**WORK TO COMPLETE:**
Collect every line in the entries below that contains the word "backrest", and copy each one in full.

**DATA RECORDS:**
━━━━━━━━━━
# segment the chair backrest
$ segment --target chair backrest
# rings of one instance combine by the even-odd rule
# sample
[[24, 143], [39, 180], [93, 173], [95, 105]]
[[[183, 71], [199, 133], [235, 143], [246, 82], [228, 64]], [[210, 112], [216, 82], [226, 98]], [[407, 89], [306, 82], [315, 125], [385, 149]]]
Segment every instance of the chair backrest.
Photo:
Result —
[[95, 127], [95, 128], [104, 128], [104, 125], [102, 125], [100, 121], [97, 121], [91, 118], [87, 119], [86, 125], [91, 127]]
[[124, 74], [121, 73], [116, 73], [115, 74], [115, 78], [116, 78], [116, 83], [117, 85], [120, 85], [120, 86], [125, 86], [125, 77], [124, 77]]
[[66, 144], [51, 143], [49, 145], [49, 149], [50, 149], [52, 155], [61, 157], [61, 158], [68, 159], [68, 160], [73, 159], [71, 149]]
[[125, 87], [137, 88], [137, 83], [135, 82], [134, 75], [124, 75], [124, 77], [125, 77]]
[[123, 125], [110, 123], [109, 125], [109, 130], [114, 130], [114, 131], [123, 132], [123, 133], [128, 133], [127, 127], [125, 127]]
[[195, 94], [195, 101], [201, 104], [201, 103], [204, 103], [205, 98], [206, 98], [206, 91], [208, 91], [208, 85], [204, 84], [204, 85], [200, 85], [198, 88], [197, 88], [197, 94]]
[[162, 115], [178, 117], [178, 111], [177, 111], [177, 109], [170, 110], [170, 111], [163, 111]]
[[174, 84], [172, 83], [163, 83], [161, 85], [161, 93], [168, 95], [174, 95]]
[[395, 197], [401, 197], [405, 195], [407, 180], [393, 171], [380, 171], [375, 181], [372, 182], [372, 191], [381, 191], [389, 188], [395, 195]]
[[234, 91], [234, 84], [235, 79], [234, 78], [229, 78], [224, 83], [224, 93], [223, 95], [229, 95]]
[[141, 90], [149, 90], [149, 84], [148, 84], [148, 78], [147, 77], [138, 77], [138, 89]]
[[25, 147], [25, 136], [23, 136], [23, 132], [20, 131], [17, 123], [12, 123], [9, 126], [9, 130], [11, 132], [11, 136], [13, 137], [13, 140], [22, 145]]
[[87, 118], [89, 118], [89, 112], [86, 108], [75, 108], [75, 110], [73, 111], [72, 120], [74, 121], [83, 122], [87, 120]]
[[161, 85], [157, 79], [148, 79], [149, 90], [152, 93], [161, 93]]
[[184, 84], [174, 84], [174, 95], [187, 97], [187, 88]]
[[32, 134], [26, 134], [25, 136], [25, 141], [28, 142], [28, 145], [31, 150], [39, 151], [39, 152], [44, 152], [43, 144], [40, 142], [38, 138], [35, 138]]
━━━━━━━━━━
**SOLUTION:**
# segment the chair backrest
$ segment --target chair backrest
Segment every instance of the chair backrest.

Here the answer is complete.